PASSAGE TO READ =
━━━━━━━━
The ONLY Gay in Brighton
Helpful Moderator
Jul 5, 2003
39,688
Pattknull med Haksprut
I might have misunderstood this but by recognising the money as income is, I think, a good thing.

Ordinarily, If a director lends a club money then the loan sits on the balance sheet as outstanding and the money goes to the bank account. The director can place all sorts of conditions on that loan - for instance have it secured against club assets or get the club to make it a preferential creditor so that if the club gets into financial difficulties, the loan has to be prepaid before others are considered. Otherwise the debt just sits on the balance sheet until the director wants it back.

Some clubs, such as the Albion have a large loan written as convertible which means that the director can write off the loan and in return get x number of shares. This is quite common where the director doesn't ever expect to see his money again so just treats it as an investment in the club.

In this instance, QPR have converted the loan into income (presumably as sponsorship or somesuch), so 60 million quid is removed from the balance sheet. The director can't ever get his hands on that money again and can't convert it into shares. QPR may also have additional VAT liabilities to take into account by recognising the £60m as income (I'm not a VAT expert) and the director might of course treat the £60m as expenses that he can offset against his other business(es) but treating it as income is probably the least dodgy way of QPR accepting the money because they account for all the money as standard receipts, it reduces the losses and the director can't use the loan as leverage against the club in the same way as Ken Bates et al did elsewhere.

Happy to be corrected on this, but that's my reading of it: essentially forcing QPR and its directors to keep everything above board.

Cannot see how a loan write off could ever satisfy the definition of income. If it does then FFP is even more of a farce than before.
━━━━━━━━
Stored dataset items

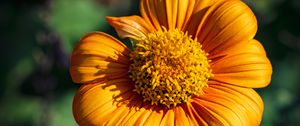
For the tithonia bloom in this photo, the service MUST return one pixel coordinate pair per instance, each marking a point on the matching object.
(192, 62)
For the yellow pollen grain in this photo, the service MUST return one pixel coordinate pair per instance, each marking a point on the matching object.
(169, 67)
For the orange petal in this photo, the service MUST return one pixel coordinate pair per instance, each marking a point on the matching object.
(133, 27)
(168, 119)
(99, 56)
(181, 118)
(94, 102)
(229, 105)
(167, 13)
(155, 117)
(246, 66)
(226, 24)
(197, 15)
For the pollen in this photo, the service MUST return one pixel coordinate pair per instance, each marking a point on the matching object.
(169, 67)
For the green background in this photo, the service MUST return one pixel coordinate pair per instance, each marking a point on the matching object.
(37, 37)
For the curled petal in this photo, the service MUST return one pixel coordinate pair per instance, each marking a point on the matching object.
(245, 66)
(167, 13)
(225, 24)
(228, 105)
(99, 56)
(133, 27)
(94, 104)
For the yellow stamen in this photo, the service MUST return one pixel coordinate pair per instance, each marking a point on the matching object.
(169, 67)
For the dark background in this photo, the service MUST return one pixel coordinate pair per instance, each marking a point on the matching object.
(37, 37)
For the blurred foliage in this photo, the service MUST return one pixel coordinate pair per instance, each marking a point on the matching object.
(37, 38)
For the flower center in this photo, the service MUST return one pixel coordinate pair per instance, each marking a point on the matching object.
(169, 67)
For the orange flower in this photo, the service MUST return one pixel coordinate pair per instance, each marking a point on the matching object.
(193, 62)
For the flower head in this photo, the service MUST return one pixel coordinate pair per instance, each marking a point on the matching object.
(193, 62)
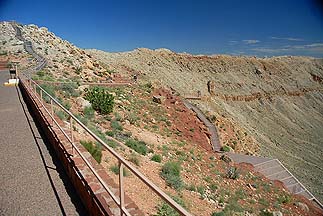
━━━━━━━━
WHAT TO DO =
A - In the forum post about the QPR loan, what can a director do with a loan written as convertible?
B - Output everything in the forum post from "The ONLY Gay" down to "wants it back.".
This material has no connection to the forum post.

RESULTS =
A - The director can write off the loan and in return get a number of shares.

B -
The ONLY Gay in Brighton
Helpful Moderator
Jul 5, 2003
39,688
Pattknull med Haksprut
I might have misunderstood this but by recognising the money as income is, I think, a good thing.

Ordinarily, If a director lends a club money then the loan sits on the balance sheet as outstanding and the money goes to the bank account. The director can place all sorts of conditions on that loan - for instance have it secured against club assets or get the club to make it a preferential creditor so that if the club gets into financial difficulties, the loan has to be prepaid before others are considered. Otherwise the debt just sits on the balance sheet until the director wants it back.